* WRITTEN INSTRUCTION
The records below are to be quoted in full; please keep every word exact.

* EXTRACTED DATA
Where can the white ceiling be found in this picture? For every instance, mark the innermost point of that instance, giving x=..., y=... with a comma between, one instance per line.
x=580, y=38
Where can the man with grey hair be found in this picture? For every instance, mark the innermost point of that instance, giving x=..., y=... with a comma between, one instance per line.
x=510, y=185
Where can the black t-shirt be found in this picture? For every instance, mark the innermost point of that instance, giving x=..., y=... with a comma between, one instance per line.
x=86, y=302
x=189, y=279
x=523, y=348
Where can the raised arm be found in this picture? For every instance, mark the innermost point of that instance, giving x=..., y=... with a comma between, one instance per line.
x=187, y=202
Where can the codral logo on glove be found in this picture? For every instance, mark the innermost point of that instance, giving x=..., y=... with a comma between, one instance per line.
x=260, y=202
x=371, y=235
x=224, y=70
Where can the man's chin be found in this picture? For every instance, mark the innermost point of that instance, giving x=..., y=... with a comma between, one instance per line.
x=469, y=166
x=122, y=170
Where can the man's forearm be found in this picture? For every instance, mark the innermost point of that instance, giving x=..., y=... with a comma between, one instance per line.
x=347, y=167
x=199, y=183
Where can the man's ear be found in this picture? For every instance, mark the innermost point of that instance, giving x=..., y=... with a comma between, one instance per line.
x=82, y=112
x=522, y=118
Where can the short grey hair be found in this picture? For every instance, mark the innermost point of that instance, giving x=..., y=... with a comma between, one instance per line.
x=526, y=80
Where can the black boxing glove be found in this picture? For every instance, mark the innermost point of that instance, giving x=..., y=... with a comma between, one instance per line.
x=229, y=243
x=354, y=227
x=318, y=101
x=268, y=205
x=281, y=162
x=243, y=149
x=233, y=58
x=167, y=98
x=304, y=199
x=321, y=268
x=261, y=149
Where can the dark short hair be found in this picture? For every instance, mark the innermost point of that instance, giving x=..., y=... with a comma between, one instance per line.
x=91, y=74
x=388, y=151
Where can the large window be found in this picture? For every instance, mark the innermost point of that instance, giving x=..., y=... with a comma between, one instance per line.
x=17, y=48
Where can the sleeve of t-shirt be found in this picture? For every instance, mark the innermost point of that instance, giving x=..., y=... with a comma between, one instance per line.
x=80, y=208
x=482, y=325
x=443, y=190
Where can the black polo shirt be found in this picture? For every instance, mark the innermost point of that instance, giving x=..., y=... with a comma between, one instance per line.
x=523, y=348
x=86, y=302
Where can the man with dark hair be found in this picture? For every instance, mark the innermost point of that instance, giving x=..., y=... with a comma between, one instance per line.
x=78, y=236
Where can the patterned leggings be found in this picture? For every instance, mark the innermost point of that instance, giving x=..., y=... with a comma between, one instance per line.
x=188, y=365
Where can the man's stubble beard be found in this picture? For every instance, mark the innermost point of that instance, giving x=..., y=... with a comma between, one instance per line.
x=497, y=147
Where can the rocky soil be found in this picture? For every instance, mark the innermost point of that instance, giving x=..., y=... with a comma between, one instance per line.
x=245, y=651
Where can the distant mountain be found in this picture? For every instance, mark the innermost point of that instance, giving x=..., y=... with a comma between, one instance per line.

* RESPONSE TO THE TASK
Where can the white ceiling be found in this picture? For every instance, mark the innermost point of that instance, giving x=..., y=... with a comma between, one instance per line.
x=580, y=38
Where can the man with grey hair be found in this picture? For every instance, mark the innermost point of that instance, giving x=..., y=... with a comma between, one instance per line.
x=510, y=185
Where can the black t-shirt be found in this picture? For every instance, mark the innermost point of that instance, giving x=..., y=... with a comma between, one instance per line.
x=86, y=302
x=189, y=279
x=523, y=348
Where can the raised arm be found in this picture? For every instance, mark the innermost point of that instance, giving x=..., y=... with a comma between, one instance per line.
x=187, y=202
Where can the codral logo on glove be found in this picture? For every instance, mark the innermost point of that instance, giving x=..., y=... with a comma between, one instance per line.
x=260, y=202
x=371, y=235
x=224, y=70
Where can the man's chin be found in this picture? For every instance, mark the innermost point of that instance, giving x=..., y=... with a comma between, one instance per line.
x=469, y=166
x=122, y=170
Where can the man's forearm be found in this picture? For every instance, mark the innermost point of that instance, giving x=..., y=... with a comma between, one instance per line.
x=347, y=167
x=199, y=183
Where can the man's ear be found in this picture? For every instance, mark the innermost point of that instance, giving x=..., y=... with a comma between, one instance per line.
x=82, y=112
x=522, y=118
Where can the short grey hair be found in this picture? For every instance, mark the innermost point of that instance, giving x=..., y=... with a comma between, one instance per line.
x=526, y=80
Where can the black boxing glove be found in this picture? For every instance, mark the innermost point of that instance, giving x=..., y=... with a comma between, one instance per line.
x=229, y=243
x=354, y=227
x=318, y=101
x=268, y=205
x=281, y=162
x=243, y=149
x=233, y=58
x=167, y=98
x=304, y=199
x=321, y=268
x=261, y=149
Where can the dark short hair be found in this picture? For every instance, mark the innermost point of that instance, giving x=..., y=... with a comma between, one instance per line.
x=91, y=74
x=388, y=151
Where can the large window be found in this picture? For every instance, mark the innermost point of that instance, giving x=..., y=... with a comma between, one instance per line.
x=17, y=48
Where can the sleeve of t-shirt be found in this picture? For every instance, mark the innermost point of that instance, giving x=..., y=... with a comma between, one instance per line.
x=80, y=208
x=482, y=325
x=443, y=190
Where can the black polo shirt be found in this picture? For every instance, mark the innermost point of that instance, giving x=..., y=... with a comma between, one instance per line.
x=523, y=348
x=86, y=302
Where can the man with dark hair be found in this picture? For every instance, mark the innermost point of that instance, giving x=..., y=... with a comma between, one instance per line.
x=78, y=236
Where can the patterned leggings be found in this picture? For every instance, mark the innermost point of that instance, giving x=..., y=... with a comma between, one instance per line.
x=188, y=365
Where can the man's stubble beard be found in this picture? For every instance, mark the innermost point of that instance, giving x=..., y=... with a comma between, one instance per line.
x=497, y=147
Where can the rocky soil be found in this picture? For every instance, mark the innermost point of that instance, giving x=..., y=... with a comma between, one instance per line.
x=245, y=651
Where can the distant mountain be found in this picture? For every instance, mark the innermost point of that instance, giving x=..., y=... with a comma between, one instance per line.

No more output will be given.